## EXERCISE GOAL
Copy the material below line for line, changing nothing.

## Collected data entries
╔══

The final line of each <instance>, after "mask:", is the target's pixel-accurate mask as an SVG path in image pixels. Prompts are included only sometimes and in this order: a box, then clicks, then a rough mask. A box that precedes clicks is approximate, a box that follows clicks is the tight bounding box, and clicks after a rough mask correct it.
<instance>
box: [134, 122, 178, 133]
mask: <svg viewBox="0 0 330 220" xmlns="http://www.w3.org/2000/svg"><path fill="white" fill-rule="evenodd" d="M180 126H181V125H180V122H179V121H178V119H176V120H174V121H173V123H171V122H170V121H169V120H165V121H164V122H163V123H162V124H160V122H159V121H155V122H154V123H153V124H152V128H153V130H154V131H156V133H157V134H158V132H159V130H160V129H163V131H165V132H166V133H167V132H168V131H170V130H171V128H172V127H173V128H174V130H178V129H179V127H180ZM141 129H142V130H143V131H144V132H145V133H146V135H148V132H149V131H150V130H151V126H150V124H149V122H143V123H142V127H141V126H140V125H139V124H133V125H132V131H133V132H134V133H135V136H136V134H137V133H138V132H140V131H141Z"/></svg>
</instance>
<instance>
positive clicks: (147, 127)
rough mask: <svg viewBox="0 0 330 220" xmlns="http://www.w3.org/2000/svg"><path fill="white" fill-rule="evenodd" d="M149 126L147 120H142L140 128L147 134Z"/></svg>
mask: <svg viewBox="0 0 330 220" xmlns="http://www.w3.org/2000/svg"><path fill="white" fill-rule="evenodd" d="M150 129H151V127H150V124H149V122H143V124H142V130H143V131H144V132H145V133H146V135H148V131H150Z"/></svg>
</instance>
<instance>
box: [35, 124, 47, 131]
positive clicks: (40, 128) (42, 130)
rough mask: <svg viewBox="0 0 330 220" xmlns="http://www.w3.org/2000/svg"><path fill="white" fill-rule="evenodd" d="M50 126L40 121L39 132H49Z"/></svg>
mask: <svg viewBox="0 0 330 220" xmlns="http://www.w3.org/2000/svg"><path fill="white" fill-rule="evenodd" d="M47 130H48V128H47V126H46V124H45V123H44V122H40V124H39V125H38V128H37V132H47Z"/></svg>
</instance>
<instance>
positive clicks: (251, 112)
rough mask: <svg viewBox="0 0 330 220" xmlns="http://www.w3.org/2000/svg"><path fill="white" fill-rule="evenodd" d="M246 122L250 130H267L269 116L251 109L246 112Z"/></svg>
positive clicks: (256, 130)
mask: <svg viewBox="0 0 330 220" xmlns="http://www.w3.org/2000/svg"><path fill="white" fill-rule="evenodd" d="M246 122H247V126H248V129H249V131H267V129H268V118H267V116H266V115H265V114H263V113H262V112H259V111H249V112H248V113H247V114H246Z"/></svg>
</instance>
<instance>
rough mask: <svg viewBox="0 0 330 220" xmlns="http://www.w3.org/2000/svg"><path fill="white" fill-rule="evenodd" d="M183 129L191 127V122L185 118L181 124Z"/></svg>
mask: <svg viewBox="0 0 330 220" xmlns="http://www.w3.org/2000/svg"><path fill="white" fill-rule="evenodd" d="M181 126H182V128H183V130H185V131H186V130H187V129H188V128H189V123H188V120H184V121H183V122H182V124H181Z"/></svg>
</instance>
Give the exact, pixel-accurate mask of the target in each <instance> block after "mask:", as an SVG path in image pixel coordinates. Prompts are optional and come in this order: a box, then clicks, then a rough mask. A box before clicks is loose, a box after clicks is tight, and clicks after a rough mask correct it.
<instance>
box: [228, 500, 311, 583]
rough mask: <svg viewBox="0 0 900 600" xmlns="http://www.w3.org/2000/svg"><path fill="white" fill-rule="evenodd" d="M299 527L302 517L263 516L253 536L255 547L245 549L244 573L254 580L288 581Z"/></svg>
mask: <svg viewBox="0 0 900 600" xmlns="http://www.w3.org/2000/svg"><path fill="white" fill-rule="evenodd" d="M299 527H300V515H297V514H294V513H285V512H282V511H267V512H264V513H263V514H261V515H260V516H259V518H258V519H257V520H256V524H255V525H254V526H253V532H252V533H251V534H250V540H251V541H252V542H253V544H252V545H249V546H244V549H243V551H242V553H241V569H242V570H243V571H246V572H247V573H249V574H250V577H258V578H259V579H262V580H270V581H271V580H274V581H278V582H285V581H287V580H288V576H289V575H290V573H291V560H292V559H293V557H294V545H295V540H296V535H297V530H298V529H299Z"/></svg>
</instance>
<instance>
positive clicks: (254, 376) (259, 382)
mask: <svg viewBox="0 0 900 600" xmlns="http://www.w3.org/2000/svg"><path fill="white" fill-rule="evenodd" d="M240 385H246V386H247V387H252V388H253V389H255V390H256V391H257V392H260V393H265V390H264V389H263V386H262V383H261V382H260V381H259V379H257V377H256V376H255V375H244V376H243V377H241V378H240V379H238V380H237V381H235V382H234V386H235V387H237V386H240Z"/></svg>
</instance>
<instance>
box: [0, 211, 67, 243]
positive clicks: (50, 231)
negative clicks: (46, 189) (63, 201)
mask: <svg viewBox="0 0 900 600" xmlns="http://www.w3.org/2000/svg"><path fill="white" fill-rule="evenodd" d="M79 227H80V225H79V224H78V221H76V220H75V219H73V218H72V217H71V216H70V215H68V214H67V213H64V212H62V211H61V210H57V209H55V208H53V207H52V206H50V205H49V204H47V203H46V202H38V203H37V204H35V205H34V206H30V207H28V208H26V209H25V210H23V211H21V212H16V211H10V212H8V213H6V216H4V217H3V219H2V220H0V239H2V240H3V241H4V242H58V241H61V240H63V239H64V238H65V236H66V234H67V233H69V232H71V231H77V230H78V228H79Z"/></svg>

╚══

## THE COMPLETED TASK
The final line of each <instance>, after "mask:", is the target's pixel-accurate mask as an SVG path in image pixels. Prompts are included only sometimes and in this order: a box, then clicks, then a rough mask. A box that precedes clicks is approximate, a box that follows clicks is the tight bounding box, and clicks after a rough mask correct it.
<instance>
box: [134, 122, 178, 133]
mask: <svg viewBox="0 0 330 220" xmlns="http://www.w3.org/2000/svg"><path fill="white" fill-rule="evenodd" d="M180 126H181V125H180V122H179V121H178V119H176V120H174V121H173V123H171V122H170V121H169V120H165V121H164V122H163V123H162V124H160V122H159V121H155V122H154V123H153V124H152V128H153V130H154V131H156V133H157V134H158V132H159V130H160V129H163V131H165V132H166V133H167V132H168V131H170V130H171V128H172V127H173V128H174V130H178V129H179V127H180ZM141 129H142V130H143V131H144V132H145V133H146V135H148V132H149V131H150V130H151V126H150V124H149V122H143V123H142V127H141V126H140V125H139V124H133V125H132V131H133V132H134V133H135V136H136V134H137V133H138V132H140V131H141Z"/></svg>
</instance>
<instance>
positive clicks: (147, 127)
rough mask: <svg viewBox="0 0 330 220" xmlns="http://www.w3.org/2000/svg"><path fill="white" fill-rule="evenodd" d="M149 126L147 120H142L140 128L147 134Z"/></svg>
mask: <svg viewBox="0 0 330 220" xmlns="http://www.w3.org/2000/svg"><path fill="white" fill-rule="evenodd" d="M150 129H151V127H150V124H149V122H143V124H142V130H143V131H144V132H145V133H146V135H148V131H150Z"/></svg>
</instance>
<instance>
box: [35, 124, 47, 131]
positive clicks: (40, 128) (42, 130)
rough mask: <svg viewBox="0 0 330 220" xmlns="http://www.w3.org/2000/svg"><path fill="white" fill-rule="evenodd" d="M50 126L40 121L39 132H49Z"/></svg>
mask: <svg viewBox="0 0 330 220" xmlns="http://www.w3.org/2000/svg"><path fill="white" fill-rule="evenodd" d="M47 130H48V128H47V126H46V124H45V123H44V122H40V124H39V125H38V128H37V132H47Z"/></svg>
</instance>
<instance>
positive clicks: (251, 112)
rough mask: <svg viewBox="0 0 330 220" xmlns="http://www.w3.org/2000/svg"><path fill="white" fill-rule="evenodd" d="M246 122L250 130H267L269 116L251 109L246 112Z"/></svg>
positive clicks: (256, 130)
mask: <svg viewBox="0 0 330 220" xmlns="http://www.w3.org/2000/svg"><path fill="white" fill-rule="evenodd" d="M246 122H247V126H248V129H249V131H267V129H268V118H267V116H266V115H265V114H263V113H262V112H259V111H249V112H248V113H247V114H246Z"/></svg>
</instance>
<instance>
rough mask: <svg viewBox="0 0 330 220" xmlns="http://www.w3.org/2000/svg"><path fill="white" fill-rule="evenodd" d="M183 129L191 127V122L185 118L181 124Z"/></svg>
mask: <svg viewBox="0 0 330 220" xmlns="http://www.w3.org/2000/svg"><path fill="white" fill-rule="evenodd" d="M181 126H182V128H183V130H185V131H186V130H187V129H188V128H189V123H188V120H184V121H183V122H182V124H181Z"/></svg>
</instance>
Give the exact, pixel-accurate mask of the target in each <instance> block after "mask:", as an SVG path in image pixel coordinates. Prompts are optional and come in this order: a box, then clicks, then a rough mask. A box before clicks is loose, a box after clicks is tight, and clicks after a rough mask correct it.
<instance>
box: [228, 500, 311, 583]
rough mask: <svg viewBox="0 0 900 600" xmlns="http://www.w3.org/2000/svg"><path fill="white" fill-rule="evenodd" d="M299 527L302 517L263 516L253 536L255 547L245 549L244 573L254 580L288 581Z"/></svg>
mask: <svg viewBox="0 0 900 600" xmlns="http://www.w3.org/2000/svg"><path fill="white" fill-rule="evenodd" d="M299 527H300V515H297V514H294V513H285V512H282V511H267V512H264V513H263V514H261V515H260V516H259V518H258V519H257V520H256V524H255V525H254V526H253V532H252V533H251V534H250V540H251V541H252V542H253V544H252V545H249V546H244V549H243V551H242V553H241V569H242V570H243V571H246V572H247V573H249V574H250V577H258V578H259V579H262V580H270V581H271V580H274V581H278V582H285V581H287V580H288V576H289V575H290V573H291V560H292V559H293V557H294V545H295V540H296V535H297V530H298V529H299Z"/></svg>
</instance>
<instance>
positive clicks: (254, 376) (259, 382)
mask: <svg viewBox="0 0 900 600" xmlns="http://www.w3.org/2000/svg"><path fill="white" fill-rule="evenodd" d="M240 385H246V386H247V387H252V388H253V389H255V390H256V391H257V392H260V393H265V390H264V389H263V386H262V383H261V382H260V381H259V379H257V377H256V376H255V375H244V376H243V377H241V378H240V379H238V380H237V381H235V382H234V386H235V387H237V386H240Z"/></svg>
</instance>
<instance>
box: [0, 211, 67, 243]
positive clicks: (50, 231)
negative clicks: (46, 189) (63, 201)
mask: <svg viewBox="0 0 900 600" xmlns="http://www.w3.org/2000/svg"><path fill="white" fill-rule="evenodd" d="M79 227H80V225H79V224H78V221H76V220H75V219H73V218H72V217H71V216H70V215H68V214H67V213H64V212H62V211H61V210H57V209H55V208H53V207H52V206H50V205H49V204H47V203H46V202H38V203H37V204H35V205H34V206H30V207H28V208H26V209H25V210H23V211H21V212H16V211H10V212H8V213H6V216H4V217H3V219H2V220H0V239H2V240H3V241H4V242H58V241H61V240H63V239H64V238H65V236H66V234H67V233H69V232H71V231H77V230H78V228H79Z"/></svg>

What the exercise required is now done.